__WHAT YOU SHOULD DO__. Quote the entries below from the line with "box: [202, 123, 217, 139]" through the line with "positive clicks: (87, 251)", both ends included, and only those lines.
━━━━━ GIVEN RECORDS ━━━━━
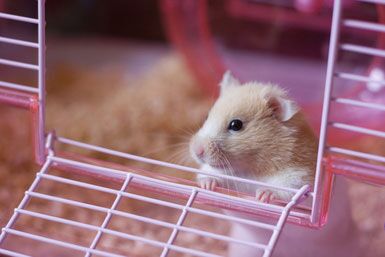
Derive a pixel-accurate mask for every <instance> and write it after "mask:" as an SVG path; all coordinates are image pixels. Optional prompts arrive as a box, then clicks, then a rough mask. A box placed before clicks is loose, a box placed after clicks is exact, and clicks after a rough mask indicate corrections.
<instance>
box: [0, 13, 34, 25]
mask: <svg viewBox="0 0 385 257" xmlns="http://www.w3.org/2000/svg"><path fill="white" fill-rule="evenodd" d="M0 18H3V19H8V20H14V21H21V22H26V23H33V24H39V20H38V19H35V18H29V17H24V16H19V15H13V14H8V13H3V12H0Z"/></svg>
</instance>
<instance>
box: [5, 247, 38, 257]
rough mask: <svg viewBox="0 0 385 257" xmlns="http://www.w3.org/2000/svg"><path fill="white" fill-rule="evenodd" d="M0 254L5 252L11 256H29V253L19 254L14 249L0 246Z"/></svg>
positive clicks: (23, 256)
mask: <svg viewBox="0 0 385 257" xmlns="http://www.w3.org/2000/svg"><path fill="white" fill-rule="evenodd" d="M0 254H6V255H7V256H12V257H31V256H30V255H25V254H21V253H17V252H14V251H10V250H6V249H1V248H0Z"/></svg>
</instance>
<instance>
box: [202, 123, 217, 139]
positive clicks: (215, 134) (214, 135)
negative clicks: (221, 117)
mask: <svg viewBox="0 0 385 257" xmlns="http://www.w3.org/2000/svg"><path fill="white" fill-rule="evenodd" d="M219 129H220V124H219V122H216V121H215V120H214V121H212V120H210V121H209V120H207V121H206V122H205V124H203V127H202V128H201V129H200V130H199V131H198V136H199V137H201V138H210V137H211V138H213V137H216V136H217V135H218V132H219Z"/></svg>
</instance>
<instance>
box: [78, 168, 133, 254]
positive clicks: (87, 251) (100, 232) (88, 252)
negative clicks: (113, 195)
mask: <svg viewBox="0 0 385 257" xmlns="http://www.w3.org/2000/svg"><path fill="white" fill-rule="evenodd" d="M131 179H132V175H131V174H128V175H127V176H126V179H125V180H124V183H123V185H122V187H121V188H120V191H119V192H118V193H117V195H116V198H115V201H114V203H113V204H112V206H111V208H110V209H109V210H108V213H107V215H106V217H105V219H104V221H103V223H102V226H101V227H100V228H101V229H105V228H106V227H107V225H108V223H109V222H110V220H111V217H112V213H111V210H115V209H116V207H117V206H118V204H119V202H120V199H121V198H122V194H121V193H122V192H124V191H125V190H126V188H127V186H128V183H130V181H131ZM101 236H102V231H101V230H100V229H99V230H98V233H97V234H96V236H95V238H94V240H93V241H92V243H91V246H90V249H95V247H96V245H97V244H98V242H99V240H100V237H101ZM90 256H91V253H90V252H89V251H87V253H86V255H85V257H90Z"/></svg>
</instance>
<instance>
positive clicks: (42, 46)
mask: <svg viewBox="0 0 385 257" xmlns="http://www.w3.org/2000/svg"><path fill="white" fill-rule="evenodd" d="M36 2H37V18H30V17H24V16H19V15H13V14H8V13H3V12H0V19H5V20H12V21H17V22H21V23H28V24H34V25H36V26H37V27H38V29H37V31H38V32H37V33H38V37H37V38H38V42H30V41H25V40H20V39H14V38H10V37H5V36H2V35H0V42H2V43H6V44H12V45H18V46H24V47H29V48H33V49H36V50H37V51H38V58H37V63H36V64H32V63H25V62H19V61H15V60H8V59H4V58H0V65H7V66H12V67H16V68H22V69H28V70H32V71H36V72H37V75H38V85H37V87H33V86H27V85H21V84H17V83H11V82H8V81H2V80H0V87H3V88H8V89H12V90H18V91H21V92H26V93H34V94H37V96H38V97H37V98H38V103H39V104H38V110H37V111H38V114H37V116H38V117H37V123H38V125H37V128H36V130H37V131H36V134H37V135H36V156H37V158H38V161H39V162H43V161H44V145H43V144H44V141H45V140H44V139H45V136H44V134H45V61H46V60H45V59H46V58H45V0H37V1H36Z"/></svg>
━━━━━
__TASK RESPONSE__.
box: [202, 123, 217, 139]
positive clicks: (215, 134) (214, 135)
negative clicks: (221, 117)
mask: <svg viewBox="0 0 385 257" xmlns="http://www.w3.org/2000/svg"><path fill="white" fill-rule="evenodd" d="M219 129H220V124H219V122H216V121H215V120H214V121H212V120H210V121H209V120H207V121H206V122H205V124H203V127H202V128H201V129H200V130H199V131H198V136H199V137H201V138H210V137H211V138H213V137H216V136H217V135H218V132H219Z"/></svg>
</instance>
<instance>
box: [78, 168, 133, 254]
positive clicks: (87, 251) (100, 232) (88, 252)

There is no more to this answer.